What you need to do: If "white" shows up in a line of the material, return that line.
[Start of Attachment]
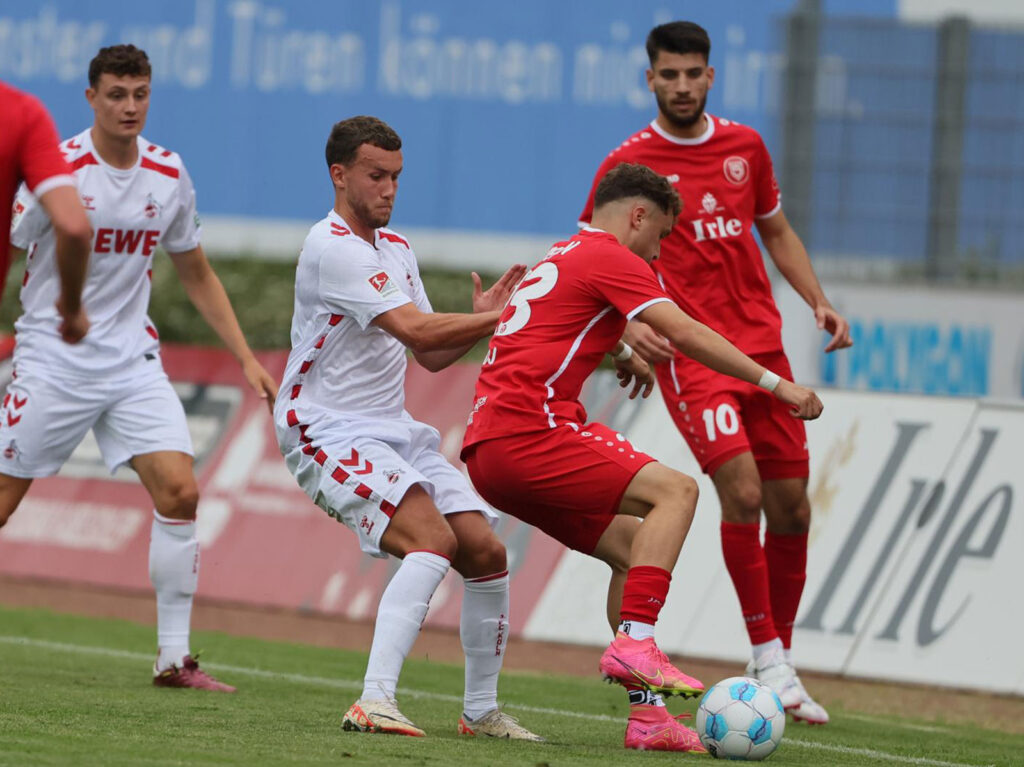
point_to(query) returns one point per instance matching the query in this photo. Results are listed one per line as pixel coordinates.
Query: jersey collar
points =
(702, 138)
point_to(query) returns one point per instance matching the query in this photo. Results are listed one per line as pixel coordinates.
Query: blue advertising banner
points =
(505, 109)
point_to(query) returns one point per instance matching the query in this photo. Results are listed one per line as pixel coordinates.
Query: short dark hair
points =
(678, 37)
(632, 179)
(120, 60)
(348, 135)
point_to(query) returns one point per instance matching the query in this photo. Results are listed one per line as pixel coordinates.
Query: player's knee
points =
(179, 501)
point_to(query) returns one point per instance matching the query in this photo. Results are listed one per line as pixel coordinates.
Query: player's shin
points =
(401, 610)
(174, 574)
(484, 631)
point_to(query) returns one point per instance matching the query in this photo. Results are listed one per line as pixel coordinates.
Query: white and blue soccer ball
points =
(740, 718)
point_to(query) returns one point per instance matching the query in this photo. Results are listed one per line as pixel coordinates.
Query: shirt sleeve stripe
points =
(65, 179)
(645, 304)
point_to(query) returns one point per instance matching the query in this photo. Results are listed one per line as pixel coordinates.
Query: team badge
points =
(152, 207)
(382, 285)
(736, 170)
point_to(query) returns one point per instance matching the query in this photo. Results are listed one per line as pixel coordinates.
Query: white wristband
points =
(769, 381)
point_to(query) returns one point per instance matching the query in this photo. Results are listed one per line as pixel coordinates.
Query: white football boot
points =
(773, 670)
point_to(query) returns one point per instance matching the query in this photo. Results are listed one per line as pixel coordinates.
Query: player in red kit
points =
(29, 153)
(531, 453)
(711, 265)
[End of Attachment]
[Start of Attachment]
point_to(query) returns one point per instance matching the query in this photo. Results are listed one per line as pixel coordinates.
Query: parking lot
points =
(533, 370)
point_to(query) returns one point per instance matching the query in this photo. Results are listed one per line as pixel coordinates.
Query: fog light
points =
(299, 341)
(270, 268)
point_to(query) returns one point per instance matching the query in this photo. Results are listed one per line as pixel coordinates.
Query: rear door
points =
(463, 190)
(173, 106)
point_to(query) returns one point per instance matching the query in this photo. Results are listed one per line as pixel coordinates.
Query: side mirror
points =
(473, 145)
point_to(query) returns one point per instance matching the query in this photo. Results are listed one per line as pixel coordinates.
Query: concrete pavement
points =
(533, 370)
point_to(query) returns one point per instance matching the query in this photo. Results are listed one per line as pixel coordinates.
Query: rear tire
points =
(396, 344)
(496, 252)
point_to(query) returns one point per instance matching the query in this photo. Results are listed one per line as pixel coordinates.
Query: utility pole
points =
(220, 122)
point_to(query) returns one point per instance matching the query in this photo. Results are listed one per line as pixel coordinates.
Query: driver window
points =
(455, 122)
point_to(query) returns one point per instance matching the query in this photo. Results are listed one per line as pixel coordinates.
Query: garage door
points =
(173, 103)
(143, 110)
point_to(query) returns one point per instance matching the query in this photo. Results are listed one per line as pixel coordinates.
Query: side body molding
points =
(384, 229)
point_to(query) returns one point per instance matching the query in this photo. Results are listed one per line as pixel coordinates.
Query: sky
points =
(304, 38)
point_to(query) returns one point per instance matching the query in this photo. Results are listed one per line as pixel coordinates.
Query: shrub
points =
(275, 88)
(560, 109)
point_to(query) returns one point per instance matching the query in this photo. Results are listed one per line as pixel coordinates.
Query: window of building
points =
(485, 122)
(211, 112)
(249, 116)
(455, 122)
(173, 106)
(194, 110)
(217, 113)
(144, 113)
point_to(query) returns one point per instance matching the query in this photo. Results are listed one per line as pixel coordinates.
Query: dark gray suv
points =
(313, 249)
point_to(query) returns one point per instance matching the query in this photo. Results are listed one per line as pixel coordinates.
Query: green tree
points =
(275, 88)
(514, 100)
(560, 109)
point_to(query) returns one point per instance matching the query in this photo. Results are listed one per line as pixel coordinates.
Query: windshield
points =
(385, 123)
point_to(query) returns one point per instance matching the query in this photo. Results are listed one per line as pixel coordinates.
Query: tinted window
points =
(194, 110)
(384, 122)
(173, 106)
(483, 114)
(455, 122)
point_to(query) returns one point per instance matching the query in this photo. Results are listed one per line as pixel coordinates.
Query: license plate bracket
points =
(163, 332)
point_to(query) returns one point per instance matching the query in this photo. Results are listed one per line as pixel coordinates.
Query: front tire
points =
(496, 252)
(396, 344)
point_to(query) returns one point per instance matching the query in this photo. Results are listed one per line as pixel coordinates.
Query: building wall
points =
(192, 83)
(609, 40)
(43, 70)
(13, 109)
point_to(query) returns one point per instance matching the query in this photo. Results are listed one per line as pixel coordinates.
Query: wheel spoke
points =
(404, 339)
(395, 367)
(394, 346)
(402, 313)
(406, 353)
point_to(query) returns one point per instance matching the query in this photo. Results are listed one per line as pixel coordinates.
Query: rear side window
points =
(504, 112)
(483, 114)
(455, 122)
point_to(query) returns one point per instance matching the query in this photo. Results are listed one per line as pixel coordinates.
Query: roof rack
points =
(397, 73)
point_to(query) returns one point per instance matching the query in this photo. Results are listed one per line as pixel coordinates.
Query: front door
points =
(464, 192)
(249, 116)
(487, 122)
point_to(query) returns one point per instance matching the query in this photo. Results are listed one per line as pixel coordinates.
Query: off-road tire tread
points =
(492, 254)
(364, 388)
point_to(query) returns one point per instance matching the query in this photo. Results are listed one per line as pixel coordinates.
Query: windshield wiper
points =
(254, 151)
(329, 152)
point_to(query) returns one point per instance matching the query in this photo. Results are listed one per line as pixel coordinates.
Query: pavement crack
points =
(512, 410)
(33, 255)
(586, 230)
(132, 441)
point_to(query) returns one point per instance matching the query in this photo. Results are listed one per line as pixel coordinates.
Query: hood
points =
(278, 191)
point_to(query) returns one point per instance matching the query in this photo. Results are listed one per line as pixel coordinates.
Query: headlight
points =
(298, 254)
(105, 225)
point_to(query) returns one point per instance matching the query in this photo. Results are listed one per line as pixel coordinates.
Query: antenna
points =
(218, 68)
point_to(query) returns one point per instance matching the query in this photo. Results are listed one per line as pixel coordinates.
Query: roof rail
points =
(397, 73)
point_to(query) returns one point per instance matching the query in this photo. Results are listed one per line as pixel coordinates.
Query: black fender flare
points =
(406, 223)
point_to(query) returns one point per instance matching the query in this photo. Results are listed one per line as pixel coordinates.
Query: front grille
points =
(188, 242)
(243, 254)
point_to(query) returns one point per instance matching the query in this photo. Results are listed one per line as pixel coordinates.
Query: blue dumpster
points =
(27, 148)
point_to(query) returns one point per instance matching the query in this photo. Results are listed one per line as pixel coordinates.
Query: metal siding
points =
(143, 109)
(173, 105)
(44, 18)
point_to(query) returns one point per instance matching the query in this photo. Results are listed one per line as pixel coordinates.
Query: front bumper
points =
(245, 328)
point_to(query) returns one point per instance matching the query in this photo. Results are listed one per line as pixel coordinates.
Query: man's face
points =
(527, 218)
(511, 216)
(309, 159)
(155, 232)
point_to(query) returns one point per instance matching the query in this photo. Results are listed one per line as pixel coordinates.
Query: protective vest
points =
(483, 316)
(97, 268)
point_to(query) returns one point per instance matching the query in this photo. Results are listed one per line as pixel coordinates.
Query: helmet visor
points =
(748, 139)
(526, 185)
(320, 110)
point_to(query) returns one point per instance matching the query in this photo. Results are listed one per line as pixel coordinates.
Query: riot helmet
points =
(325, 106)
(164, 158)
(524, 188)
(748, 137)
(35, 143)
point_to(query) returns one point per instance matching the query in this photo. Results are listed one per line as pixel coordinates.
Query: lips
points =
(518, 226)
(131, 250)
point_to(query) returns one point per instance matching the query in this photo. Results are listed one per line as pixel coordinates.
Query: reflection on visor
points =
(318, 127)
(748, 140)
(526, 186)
[End of Attachment]
[Start of Attachment]
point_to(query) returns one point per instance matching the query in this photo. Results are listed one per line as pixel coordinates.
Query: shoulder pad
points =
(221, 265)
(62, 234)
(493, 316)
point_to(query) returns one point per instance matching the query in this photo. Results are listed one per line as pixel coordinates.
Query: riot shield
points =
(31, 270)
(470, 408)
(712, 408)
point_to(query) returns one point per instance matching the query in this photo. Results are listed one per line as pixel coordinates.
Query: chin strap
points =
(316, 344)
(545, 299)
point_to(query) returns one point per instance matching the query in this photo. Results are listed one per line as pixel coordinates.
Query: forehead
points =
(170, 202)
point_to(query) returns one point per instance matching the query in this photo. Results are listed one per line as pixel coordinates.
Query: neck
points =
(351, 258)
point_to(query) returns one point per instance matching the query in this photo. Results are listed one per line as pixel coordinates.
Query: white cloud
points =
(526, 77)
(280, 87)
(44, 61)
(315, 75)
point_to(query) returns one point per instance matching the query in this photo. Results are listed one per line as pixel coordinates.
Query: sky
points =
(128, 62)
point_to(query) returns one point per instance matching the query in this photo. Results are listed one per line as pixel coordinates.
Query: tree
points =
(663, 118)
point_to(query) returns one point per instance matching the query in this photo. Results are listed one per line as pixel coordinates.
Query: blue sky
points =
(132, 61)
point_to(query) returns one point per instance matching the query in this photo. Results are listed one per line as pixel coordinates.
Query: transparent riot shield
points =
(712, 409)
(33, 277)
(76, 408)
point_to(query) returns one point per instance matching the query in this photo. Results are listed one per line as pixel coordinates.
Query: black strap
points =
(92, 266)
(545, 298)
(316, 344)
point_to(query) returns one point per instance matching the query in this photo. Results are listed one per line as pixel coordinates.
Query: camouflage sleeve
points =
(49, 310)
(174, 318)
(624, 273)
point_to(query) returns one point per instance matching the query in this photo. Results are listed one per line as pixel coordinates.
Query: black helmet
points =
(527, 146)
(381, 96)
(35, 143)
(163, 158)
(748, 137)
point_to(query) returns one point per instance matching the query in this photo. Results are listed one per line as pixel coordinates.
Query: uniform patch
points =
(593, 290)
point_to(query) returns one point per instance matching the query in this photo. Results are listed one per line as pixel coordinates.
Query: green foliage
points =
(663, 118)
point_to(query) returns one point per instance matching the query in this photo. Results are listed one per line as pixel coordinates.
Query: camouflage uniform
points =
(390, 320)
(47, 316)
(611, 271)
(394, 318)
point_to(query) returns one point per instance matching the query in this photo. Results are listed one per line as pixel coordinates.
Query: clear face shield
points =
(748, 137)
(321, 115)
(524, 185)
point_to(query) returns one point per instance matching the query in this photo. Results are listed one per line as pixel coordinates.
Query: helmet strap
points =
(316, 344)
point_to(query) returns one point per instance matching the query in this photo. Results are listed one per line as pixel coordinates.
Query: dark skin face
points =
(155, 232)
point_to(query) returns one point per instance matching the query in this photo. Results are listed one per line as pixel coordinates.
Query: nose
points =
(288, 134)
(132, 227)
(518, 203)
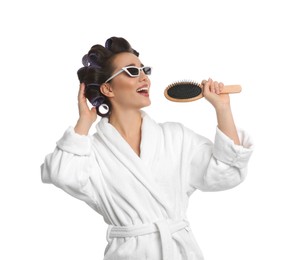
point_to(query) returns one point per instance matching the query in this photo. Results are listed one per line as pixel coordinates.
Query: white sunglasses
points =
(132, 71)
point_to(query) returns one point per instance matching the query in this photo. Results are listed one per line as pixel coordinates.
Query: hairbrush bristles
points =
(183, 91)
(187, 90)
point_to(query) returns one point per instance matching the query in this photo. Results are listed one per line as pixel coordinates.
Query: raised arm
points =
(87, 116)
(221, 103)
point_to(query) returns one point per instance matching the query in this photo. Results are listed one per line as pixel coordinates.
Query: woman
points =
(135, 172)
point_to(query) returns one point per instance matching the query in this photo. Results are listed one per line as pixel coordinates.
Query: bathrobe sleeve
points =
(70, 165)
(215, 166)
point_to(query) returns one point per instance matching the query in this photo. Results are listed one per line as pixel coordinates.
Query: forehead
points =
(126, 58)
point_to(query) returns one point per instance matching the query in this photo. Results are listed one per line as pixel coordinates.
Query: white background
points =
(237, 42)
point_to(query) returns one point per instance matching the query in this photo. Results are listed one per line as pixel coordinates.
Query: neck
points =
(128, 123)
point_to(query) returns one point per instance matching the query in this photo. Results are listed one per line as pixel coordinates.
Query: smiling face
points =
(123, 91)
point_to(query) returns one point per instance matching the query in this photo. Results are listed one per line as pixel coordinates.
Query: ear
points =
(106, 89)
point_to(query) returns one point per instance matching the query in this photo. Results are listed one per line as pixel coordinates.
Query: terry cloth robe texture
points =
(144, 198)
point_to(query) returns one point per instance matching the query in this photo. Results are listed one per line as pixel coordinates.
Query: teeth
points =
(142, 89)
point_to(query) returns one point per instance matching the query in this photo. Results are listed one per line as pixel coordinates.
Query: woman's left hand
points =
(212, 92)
[End of Attachment]
Response to the task:
Query: white and blue soccer ball
Query: white wristband
Query: white football boot
Query: white cloud
Query: white sunglasses
Query: white background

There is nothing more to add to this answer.